REQUIRED WORK
In the records below, find the line with "Target: tree" and the line with "form | each point like <point>26,128</point>". Print both exactly, along with every line between them, and no other line.

<<<<

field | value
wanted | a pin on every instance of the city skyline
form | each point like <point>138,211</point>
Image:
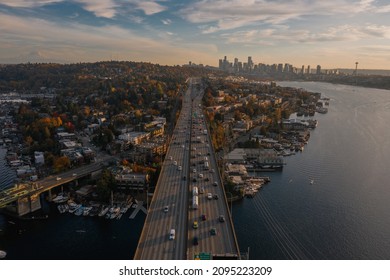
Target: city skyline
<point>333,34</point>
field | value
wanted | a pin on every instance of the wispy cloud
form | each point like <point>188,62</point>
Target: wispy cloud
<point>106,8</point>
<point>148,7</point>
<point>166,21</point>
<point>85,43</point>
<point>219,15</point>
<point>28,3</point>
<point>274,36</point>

>>>>
<<<<

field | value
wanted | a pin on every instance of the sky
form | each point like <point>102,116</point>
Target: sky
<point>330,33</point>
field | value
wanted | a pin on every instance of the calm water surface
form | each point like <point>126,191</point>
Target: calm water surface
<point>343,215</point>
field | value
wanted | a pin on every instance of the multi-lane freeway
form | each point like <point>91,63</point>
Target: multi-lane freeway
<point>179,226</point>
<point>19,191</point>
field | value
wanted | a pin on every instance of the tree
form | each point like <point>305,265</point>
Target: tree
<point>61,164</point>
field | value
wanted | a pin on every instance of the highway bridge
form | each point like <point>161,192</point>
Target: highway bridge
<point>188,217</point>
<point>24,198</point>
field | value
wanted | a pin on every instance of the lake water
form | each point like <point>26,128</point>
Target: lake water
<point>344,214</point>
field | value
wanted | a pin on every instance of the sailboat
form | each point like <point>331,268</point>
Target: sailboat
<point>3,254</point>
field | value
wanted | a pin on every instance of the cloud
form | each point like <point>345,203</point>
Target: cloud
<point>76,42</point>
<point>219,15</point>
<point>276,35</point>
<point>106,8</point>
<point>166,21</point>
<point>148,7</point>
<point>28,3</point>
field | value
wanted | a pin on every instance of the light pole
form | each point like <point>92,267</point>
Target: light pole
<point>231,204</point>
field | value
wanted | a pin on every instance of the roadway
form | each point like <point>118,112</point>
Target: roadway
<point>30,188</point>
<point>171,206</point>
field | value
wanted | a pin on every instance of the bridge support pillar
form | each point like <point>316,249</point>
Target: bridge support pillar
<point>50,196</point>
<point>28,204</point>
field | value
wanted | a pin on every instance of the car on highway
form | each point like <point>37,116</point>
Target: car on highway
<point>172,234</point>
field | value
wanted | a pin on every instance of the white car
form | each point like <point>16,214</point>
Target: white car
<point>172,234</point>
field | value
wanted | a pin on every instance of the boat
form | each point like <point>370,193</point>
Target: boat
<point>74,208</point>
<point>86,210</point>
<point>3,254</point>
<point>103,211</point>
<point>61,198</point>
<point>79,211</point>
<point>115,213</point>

>>>>
<<<<

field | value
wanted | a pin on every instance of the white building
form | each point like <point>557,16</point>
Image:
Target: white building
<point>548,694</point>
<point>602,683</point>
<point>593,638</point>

>>>>

FINISHED EXERCISE
Target: tree
<point>61,164</point>
field | value
wanted | a pin on every instance of the highway bridge
form | each point like <point>161,192</point>
Target: highway bridge
<point>188,217</point>
<point>24,198</point>
field | value
wanted | a pin on every instance of the lake water
form | each point like <point>26,128</point>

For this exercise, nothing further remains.